Candace J. Chow is Director of Education Research in the Office of Medical Education, Co-Director of PROMIS2U, and Assistant Professor in the Department of Internal Medicine at the University of Utah School of Medicine. Prior to this role, Candace served as Associate Director of Education Research in the Office of Medical Education and was a Research Associate at the Utah Education Policy Center. She has worked on both the center’s educational evaluation and school support/Bridgeworks teams.
Candace completed her postdoctoral training with the Center for Clinical & Translational Science (CCTS) and the Office of Health Equity and Inclusion (OHEI) at the University of Utah. She earned her Ph.D. in Education from Cornell University and is a 2012 Ford Foundation Dissertation Fellow. Her postdoctoral work examined how physicians understand their social identities within a context of privilege and oppression, and how these self-perceptions influence the formation of professional identities and physicians’ interactions with patients.
Candace’s doctoral work examined the intersections of race and education and the ways that Asian Americans respond to the discourses that are imposed on them. In her dissertation project, she utilized a mixed-methods approach to explore how Asian American teachers’ identities inform pedagogy and classroom practice. In an earlier project, Candace used Critical Race Theory to examine how Asian American undergraduates respond to racism at their predominantly White university.

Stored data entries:
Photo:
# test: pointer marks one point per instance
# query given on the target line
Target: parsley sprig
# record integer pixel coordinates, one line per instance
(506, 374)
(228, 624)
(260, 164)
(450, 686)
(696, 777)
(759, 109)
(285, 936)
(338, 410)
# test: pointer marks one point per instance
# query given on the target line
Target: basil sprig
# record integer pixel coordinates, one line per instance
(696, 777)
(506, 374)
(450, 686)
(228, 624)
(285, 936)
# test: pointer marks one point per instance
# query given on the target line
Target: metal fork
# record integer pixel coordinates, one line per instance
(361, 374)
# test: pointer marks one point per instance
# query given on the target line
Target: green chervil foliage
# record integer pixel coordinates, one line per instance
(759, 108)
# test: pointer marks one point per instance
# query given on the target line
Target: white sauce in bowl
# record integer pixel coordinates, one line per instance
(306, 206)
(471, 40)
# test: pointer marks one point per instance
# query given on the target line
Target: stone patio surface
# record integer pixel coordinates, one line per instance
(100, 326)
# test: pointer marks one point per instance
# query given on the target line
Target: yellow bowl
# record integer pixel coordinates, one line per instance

» Requirement: Copy out the whole biography of Candace J. Chow word for word. These records were taken from a different source than the text.

» Result for this task:
Candace J. Chow is Director of Education Research in the Office of Medical Education, Co-Director of PROMIS2U, and Assistant Professor in the Department of Internal Medicine at the University of Utah School of Medicine. Prior to this role, Candace served as Associate Director of Education Research in the Office of Medical Education and was a Research Associate at the Utah Education Policy Center. She has worked on both the center’s educational evaluation and school support/Bridgeworks teams.
Candace completed her postdoctoral training with the Center for Clinical & Translational Science (CCTS) and the Office of Health Equity and Inclusion (OHEI) at the University of Utah. She earned her Ph.D. in Education from Cornell University and is a 2012 Ford Foundation Dissertation Fellow. Her postdoctoral work examined how physicians understand their social identities within a context of privilege and oppression, and how these self-perceptions influence the formation of professional identities and physicians’ interactions with patients.
Candace’s doctoral work examined the intersections of race and education and the ways that Asian Americans respond to the discourses that are imposed on them. In her dissertation project, she utilized a mixed-methods approach to explore how Asian American teachers’ identities inform pedagogy and classroom practice. In an earlier project, Candace used Critical Race Theory to examine how Asian American undergraduates respond to racism at their predominantly White university.